═════ RECORDS SHOWN ═════

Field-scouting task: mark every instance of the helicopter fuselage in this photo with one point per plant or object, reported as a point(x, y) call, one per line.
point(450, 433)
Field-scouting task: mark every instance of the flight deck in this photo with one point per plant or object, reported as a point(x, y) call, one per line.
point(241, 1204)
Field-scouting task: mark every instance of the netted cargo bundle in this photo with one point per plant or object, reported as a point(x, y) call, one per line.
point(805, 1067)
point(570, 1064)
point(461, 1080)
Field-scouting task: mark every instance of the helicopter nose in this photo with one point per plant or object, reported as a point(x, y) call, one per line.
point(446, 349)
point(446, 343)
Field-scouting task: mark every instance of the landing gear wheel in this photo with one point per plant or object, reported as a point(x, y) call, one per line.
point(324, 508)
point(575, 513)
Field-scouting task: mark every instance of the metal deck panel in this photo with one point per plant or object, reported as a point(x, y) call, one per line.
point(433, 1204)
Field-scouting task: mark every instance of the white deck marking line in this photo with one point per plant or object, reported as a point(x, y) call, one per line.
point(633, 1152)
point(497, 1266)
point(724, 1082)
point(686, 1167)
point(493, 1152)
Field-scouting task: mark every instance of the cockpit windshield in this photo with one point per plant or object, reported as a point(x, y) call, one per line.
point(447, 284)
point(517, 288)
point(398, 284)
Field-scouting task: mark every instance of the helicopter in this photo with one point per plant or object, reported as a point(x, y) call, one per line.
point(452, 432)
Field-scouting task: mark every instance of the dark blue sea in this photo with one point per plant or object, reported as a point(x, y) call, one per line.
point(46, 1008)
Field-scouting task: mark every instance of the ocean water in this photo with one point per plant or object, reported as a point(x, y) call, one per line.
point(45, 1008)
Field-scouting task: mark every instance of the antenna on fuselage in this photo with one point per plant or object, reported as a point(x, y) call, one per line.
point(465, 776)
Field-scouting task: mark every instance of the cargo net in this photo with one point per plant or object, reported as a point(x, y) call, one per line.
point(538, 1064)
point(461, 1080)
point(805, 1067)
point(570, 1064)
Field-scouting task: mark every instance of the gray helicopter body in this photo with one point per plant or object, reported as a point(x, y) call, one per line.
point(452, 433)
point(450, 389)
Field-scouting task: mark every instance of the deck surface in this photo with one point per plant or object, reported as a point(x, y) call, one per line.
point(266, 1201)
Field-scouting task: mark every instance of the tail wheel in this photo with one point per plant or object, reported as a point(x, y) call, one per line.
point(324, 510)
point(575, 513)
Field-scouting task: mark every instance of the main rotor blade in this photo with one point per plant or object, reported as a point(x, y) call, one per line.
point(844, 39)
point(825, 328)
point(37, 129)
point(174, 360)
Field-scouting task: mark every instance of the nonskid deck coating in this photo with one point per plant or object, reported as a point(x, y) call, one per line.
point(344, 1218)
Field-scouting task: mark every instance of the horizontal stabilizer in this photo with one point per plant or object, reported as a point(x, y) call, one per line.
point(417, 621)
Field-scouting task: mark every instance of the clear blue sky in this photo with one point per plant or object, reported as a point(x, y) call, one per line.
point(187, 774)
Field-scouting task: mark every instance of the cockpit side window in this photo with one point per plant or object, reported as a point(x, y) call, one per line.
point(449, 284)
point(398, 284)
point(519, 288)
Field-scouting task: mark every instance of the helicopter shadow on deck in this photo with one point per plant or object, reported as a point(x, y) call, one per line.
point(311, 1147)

═════

**ACTION ITEM:**
Every entry above should be transcribed exactly as it appears.

**OUTPUT OF THE TASK:**
Field-scouting task: mark every instance of the helicopter fuselage in this photo with one point per plant or object, reported as a point(x, y) call, one per line.
point(450, 433)
Field-scouting task: mark every instance of the flight deck in this photo with one point per plant or object, reported as a point(x, y) call, one per line.
point(241, 1204)
Field-scouting task: mark every instance of the netted cargo bundle in this photo with one point per plant or object, reported as a point(x, y) call, one per line.
point(805, 1067)
point(570, 1064)
point(461, 1080)
Field-scouting task: mark every instance of the helicopter nose in this photo with one point per plant or object, reported as a point(x, y) call, one per line.
point(446, 349)
point(446, 343)
Field-scouting task: mark every instance of the landing gear wheel in this photo with one point per plant or object, reported as a point(x, y) call, one per line.
point(324, 508)
point(575, 513)
Field-scouting task: mark every instance of the metal deck panel in this photo with one point per plant or object, reported as a point(x, y) call, one per line.
point(433, 1204)
Field-scouting task: mark every instance of the white deck marking line in this photo with one point per plant or object, reported as a point(x, y) call, one per line.
point(633, 1152)
point(497, 1266)
point(724, 1082)
point(686, 1167)
point(493, 1152)
Field-scouting task: mark every instance of the cockpit windshield in this photo with one point per plant or object, reported as a point(x, y) call, one per line.
point(447, 284)
point(517, 288)
point(398, 284)
Field-scouting task: mark every instance of the helicopter in this photo with one point per plant or object, reported as a point(x, y) call, one per line.
point(452, 432)
Field-scouting task: mark every instance of the dark blue sea in this photo with one point per plant or object, reported as a point(x, y) call, one per line.
point(46, 1008)
Field-scouting task: mark every instance of the ocean water in this photo with one point per plant or object, reported as a point(x, y) call, one per line.
point(45, 1008)
Field-scouting task: mark every instance of the antenna on fuselage in this photo with one point per plant or object, reported as a point(x, y) call, one per line.
point(465, 776)
Field-scouting task: mark every instance of the cargo net in this photo with one point per plant or object, reported as a point(x, y) call, one per line.
point(538, 1064)
point(461, 1080)
point(805, 1067)
point(570, 1064)
Field-scouting task: mark every instance of the gray helicopter body in this photo with one point per plant or object, reported as a point(x, y) call, one per line.
point(452, 433)
point(450, 389)
Field-scouting task: mark every instance of the deck surface in this photo with one point per plant or object, reported as a point(x, y) call, one per line.
point(266, 1201)
Field-scouting task: mark every instance of the tail wheel in this photo with one point per plant or object, reported as a point(x, y) call, one per line.
point(324, 510)
point(575, 513)
Field-scouting task: mark every instance of the main rotor blade in this photo with one point per plant or object, reported as a point(x, y) call, one per line.
point(844, 39)
point(825, 328)
point(37, 129)
point(174, 360)
Field-scouting task: mark every instance of the nonskid deck coating in this photo with one point per plant or object, reported as a point(x, y) call, one per line.
point(344, 1218)
Field-scouting task: mark every instance of the horizontal stabilizer in this photo with one point per plant or object, reported as a point(x, y) call, one per line.
point(417, 621)
Field-scouting task: mark every instance of the clear blue sky in this photo with one point per plant or object, reported as a point(x, y) call, one per line.
point(187, 774)
Field-scouting task: mark every instance of the cockpit side window in this photo with one point per plant or object, reported as a point(x, y) call, one per line.
point(449, 284)
point(398, 284)
point(519, 288)
Field-scouting task: mark every instance of the helicopter shadow on deck in this photo with one point per plant or object, reported as a point(x, y) call, one per line.
point(311, 1147)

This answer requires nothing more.